→ **Exercise directions**
Would you reproduce, without any alteration, the lines from the opening line of the entries through the line that has "# for every instance of the striped" in it?

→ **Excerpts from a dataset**
----
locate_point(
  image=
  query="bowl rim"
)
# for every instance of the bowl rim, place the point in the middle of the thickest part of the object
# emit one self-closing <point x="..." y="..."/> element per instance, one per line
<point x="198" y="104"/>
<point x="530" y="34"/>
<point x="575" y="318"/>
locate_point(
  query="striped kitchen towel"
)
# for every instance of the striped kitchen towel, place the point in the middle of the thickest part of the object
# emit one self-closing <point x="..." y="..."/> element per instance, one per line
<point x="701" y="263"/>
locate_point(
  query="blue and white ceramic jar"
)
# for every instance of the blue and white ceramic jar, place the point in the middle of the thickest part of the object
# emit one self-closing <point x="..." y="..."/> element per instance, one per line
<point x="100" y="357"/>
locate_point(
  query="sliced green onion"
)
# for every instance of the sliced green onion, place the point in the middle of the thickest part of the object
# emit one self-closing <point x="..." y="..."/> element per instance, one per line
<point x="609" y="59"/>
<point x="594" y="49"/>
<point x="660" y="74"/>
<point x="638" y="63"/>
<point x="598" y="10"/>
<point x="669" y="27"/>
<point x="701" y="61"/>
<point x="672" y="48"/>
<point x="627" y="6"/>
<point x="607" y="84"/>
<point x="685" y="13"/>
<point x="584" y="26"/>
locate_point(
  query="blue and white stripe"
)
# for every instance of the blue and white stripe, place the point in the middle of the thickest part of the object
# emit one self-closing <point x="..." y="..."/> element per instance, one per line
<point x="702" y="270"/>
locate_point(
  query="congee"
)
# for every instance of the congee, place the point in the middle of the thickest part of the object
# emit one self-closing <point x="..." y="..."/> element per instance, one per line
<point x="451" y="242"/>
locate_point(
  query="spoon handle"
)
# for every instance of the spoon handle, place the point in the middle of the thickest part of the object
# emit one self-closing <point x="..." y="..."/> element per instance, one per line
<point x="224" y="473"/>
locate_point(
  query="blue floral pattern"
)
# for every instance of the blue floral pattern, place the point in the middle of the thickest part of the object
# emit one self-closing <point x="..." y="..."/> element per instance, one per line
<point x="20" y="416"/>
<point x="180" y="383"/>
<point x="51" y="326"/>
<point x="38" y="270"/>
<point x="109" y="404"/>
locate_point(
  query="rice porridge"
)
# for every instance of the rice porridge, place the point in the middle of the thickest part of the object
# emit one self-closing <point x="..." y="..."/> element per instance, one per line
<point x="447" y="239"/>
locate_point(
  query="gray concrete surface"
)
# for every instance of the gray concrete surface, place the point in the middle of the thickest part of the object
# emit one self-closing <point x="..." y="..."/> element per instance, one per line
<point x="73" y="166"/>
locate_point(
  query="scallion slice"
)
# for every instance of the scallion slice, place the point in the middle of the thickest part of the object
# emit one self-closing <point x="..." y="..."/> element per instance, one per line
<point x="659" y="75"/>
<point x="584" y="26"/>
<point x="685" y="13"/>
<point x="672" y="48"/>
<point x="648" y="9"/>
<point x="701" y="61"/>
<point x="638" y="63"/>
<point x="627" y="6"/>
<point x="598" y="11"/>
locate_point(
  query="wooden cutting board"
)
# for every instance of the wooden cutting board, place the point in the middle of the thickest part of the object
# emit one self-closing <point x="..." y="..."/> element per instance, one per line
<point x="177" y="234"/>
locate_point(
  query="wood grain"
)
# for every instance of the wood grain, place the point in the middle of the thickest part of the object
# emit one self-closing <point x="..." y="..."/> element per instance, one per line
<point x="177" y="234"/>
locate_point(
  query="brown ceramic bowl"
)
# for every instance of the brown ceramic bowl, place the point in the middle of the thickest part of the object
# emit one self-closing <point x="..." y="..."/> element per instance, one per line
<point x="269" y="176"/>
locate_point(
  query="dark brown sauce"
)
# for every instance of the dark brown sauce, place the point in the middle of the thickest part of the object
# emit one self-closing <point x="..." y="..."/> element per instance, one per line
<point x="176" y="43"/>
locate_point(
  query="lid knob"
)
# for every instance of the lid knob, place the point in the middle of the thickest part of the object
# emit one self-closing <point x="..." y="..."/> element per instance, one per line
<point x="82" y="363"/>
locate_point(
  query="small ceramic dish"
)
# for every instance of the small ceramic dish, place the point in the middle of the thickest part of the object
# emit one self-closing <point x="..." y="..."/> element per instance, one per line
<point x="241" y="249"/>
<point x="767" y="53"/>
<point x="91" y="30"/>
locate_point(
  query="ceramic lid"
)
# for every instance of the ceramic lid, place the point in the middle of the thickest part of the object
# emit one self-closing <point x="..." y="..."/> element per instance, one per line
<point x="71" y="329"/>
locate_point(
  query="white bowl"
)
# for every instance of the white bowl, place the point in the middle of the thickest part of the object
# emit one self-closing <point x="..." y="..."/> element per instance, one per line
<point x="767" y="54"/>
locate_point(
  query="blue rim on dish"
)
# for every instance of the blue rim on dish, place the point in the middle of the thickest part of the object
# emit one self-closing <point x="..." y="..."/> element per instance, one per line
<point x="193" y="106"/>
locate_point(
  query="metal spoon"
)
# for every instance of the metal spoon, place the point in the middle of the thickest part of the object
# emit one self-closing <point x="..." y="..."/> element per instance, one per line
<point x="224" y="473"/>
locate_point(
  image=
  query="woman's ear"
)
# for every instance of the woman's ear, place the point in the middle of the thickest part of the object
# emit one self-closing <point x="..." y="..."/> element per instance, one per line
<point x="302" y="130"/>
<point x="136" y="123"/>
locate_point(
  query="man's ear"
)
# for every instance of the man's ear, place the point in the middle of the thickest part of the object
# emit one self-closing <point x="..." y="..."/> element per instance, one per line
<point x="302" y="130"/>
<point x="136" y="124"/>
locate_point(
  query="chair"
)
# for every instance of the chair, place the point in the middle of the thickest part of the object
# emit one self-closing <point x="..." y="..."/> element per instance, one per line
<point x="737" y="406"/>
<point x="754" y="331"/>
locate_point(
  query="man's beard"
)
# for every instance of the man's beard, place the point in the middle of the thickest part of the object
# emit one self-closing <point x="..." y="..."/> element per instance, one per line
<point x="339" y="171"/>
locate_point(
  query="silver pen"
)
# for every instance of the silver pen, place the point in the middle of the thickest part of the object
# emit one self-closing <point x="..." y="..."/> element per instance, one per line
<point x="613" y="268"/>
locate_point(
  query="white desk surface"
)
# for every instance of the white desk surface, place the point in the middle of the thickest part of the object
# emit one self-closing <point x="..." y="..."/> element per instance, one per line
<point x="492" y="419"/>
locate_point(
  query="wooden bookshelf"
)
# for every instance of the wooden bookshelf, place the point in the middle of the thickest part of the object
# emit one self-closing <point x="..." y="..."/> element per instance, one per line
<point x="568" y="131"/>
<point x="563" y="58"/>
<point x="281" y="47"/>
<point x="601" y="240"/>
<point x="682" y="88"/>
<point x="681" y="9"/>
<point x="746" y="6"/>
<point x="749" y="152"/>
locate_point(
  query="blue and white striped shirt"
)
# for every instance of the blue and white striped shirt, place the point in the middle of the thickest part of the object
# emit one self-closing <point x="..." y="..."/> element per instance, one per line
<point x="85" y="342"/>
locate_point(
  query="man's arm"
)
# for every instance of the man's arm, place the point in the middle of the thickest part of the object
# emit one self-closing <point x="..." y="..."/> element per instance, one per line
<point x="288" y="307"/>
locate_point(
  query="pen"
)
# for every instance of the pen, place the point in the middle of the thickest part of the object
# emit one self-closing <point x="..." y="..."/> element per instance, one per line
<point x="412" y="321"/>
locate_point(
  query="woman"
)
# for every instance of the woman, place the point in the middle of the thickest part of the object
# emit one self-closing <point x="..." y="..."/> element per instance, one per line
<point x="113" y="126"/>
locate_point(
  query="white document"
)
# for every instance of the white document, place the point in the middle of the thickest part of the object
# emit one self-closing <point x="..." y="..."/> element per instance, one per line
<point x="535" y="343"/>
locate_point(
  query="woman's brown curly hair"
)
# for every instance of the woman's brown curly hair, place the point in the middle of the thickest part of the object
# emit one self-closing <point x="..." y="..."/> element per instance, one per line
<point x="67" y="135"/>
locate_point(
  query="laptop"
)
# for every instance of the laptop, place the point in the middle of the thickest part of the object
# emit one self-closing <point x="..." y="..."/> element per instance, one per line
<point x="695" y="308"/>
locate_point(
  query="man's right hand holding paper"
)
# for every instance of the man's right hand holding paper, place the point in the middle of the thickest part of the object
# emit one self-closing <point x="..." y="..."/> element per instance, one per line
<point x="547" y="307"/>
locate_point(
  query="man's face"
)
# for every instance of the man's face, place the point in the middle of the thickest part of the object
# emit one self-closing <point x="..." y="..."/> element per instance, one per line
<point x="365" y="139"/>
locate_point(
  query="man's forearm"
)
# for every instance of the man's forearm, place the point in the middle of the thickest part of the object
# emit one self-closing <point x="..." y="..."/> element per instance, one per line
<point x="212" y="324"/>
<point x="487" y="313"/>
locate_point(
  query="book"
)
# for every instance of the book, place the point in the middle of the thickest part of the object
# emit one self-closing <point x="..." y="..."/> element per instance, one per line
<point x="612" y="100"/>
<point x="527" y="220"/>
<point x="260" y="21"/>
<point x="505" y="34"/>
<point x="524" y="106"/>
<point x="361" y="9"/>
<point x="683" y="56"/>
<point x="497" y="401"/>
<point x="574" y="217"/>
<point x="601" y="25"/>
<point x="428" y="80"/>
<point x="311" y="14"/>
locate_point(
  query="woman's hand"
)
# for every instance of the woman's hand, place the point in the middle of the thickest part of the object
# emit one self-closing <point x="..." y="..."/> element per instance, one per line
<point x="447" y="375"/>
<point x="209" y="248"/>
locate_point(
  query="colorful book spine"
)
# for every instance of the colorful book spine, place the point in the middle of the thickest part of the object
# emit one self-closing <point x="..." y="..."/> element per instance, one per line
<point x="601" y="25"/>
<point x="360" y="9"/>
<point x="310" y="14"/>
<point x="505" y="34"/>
----
→ **Response area**
locate_point(
  image=
  query="bowl rim"
)
# for every instance of the bowl rim, place the point in the middle of the thickest part of the object
# emit one self-closing <point x="..." y="..."/> element per instance, one per line
<point x="198" y="104"/>
<point x="530" y="34"/>
<point x="575" y="318"/>
locate_point(
  query="striped kitchen towel"
)
# for every instance of the striped kitchen towel, place the point in the middle of the thickest part of the object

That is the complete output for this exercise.